Some lines

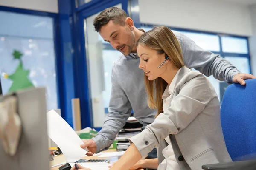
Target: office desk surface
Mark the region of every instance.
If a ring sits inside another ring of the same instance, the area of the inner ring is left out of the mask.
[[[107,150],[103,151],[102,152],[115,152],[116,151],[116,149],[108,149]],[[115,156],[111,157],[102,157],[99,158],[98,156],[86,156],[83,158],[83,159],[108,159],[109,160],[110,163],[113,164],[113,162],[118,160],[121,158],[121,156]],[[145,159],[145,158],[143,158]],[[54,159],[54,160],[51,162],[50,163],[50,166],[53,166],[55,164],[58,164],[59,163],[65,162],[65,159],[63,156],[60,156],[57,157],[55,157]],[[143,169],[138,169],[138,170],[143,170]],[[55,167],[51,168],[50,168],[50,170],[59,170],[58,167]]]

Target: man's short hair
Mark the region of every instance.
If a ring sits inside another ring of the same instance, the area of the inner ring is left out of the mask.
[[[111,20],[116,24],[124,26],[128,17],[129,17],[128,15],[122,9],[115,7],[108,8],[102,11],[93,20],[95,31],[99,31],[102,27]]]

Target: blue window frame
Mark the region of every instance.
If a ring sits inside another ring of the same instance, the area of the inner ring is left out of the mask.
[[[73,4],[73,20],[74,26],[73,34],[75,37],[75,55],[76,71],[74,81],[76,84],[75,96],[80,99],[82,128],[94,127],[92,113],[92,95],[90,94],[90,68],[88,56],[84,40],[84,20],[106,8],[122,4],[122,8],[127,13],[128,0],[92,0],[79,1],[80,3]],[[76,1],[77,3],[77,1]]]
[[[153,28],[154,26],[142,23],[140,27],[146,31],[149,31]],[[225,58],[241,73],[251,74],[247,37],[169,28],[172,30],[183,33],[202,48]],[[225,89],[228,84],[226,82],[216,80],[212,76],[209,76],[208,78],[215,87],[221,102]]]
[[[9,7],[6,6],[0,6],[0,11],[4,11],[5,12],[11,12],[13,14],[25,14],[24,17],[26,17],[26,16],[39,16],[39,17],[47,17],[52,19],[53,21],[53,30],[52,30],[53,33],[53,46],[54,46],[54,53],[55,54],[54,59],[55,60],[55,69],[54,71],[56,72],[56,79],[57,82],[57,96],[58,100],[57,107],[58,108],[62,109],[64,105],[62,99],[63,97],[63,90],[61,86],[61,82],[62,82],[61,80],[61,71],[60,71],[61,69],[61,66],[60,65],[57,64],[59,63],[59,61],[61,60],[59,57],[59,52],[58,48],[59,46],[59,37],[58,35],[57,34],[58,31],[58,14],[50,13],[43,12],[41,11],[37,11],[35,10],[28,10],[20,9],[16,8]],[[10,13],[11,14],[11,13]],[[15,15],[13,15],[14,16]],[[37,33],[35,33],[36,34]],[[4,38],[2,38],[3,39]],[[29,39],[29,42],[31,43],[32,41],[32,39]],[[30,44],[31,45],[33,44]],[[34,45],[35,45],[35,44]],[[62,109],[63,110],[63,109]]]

▶ Work to complete
Recast the lines above as a numbered list, omitting the blank lines and leaving the pictures out of the answer.

▶ Exercise output
1. Target: office desk surface
2. Mark the region of every instance.
3. If a ring sits inside another ring of the same instance, the area of the inner ring is left out of the mask.
4. [[[107,150],[103,151],[102,152],[115,152],[116,151],[116,149],[108,149]],[[115,156],[111,157],[102,157],[99,158],[98,156],[86,156],[83,158],[83,159],[108,159],[109,160],[110,163],[113,164],[113,162],[118,160],[121,158],[121,156]],[[145,159],[145,158],[143,158]],[[54,159],[54,160],[51,162],[50,163],[50,166],[53,166],[55,164],[58,164],[59,163],[65,162],[65,159],[63,156],[60,156],[57,157],[55,157]],[[143,169],[138,169],[138,170],[143,170]],[[55,167],[51,168],[50,168],[50,170],[59,170],[58,167]]]
5. Target: man's short hair
6. Mark the region of every instance.
7. If a ring sits inside another ring of the same instance, the area of the inner ring is left out of the mask.
8. [[[111,20],[116,24],[124,26],[128,17],[129,17],[128,15],[122,9],[115,7],[108,8],[102,11],[93,20],[95,31],[99,31],[102,27]]]
9. Target: blue window frame
10. Mark the region of every instance.
11. If a ring sits inside another ring of the same instance, the area of the inner ring is left out of the mask.
12. [[[73,4],[73,20],[74,26],[73,34],[75,37],[75,55],[76,71],[74,81],[76,84],[75,96],[80,99],[82,128],[94,127],[92,113],[92,95],[90,94],[90,68],[88,56],[84,40],[84,20],[106,8],[122,4],[122,8],[127,13],[128,0],[92,0],[79,1],[80,3]],[[76,1],[77,3],[77,1]]]
13. [[[153,28],[154,26],[142,23],[140,27],[146,31],[149,31]],[[225,58],[241,73],[251,74],[247,37],[169,28],[172,30],[183,33],[202,48]],[[225,89],[228,84],[226,82],[216,80],[212,76],[209,76],[208,78],[215,87],[221,102]]]
14. [[[9,7],[6,6],[0,6],[0,11],[4,11],[5,12],[11,12],[13,14],[25,14],[24,17],[26,17],[26,16],[39,16],[39,17],[47,17],[52,19],[53,21],[53,30],[52,30],[53,33],[53,46],[54,46],[54,53],[55,54],[54,59],[55,60],[55,69],[54,71],[56,72],[56,79],[57,82],[57,96],[58,100],[57,107],[58,108],[62,109],[64,105],[62,99],[63,97],[63,90],[61,86],[61,82],[62,82],[61,80],[61,71],[60,71],[61,69],[61,66],[60,65],[57,64],[59,63],[59,61],[61,60],[59,57],[59,52],[58,48],[59,46],[59,37],[58,35],[57,34],[58,31],[58,14],[50,13],[43,12],[41,11],[37,11],[35,10],[28,10],[20,9],[16,8]],[[10,13],[11,14],[11,13]],[[15,15],[13,15],[14,16]],[[37,33],[35,33],[36,34]],[[4,38],[2,38],[3,39]],[[29,39],[29,42],[31,43],[32,41],[32,39]],[[30,44],[31,45],[33,44]],[[34,45],[35,45],[35,44]],[[62,109],[63,110],[63,109]]]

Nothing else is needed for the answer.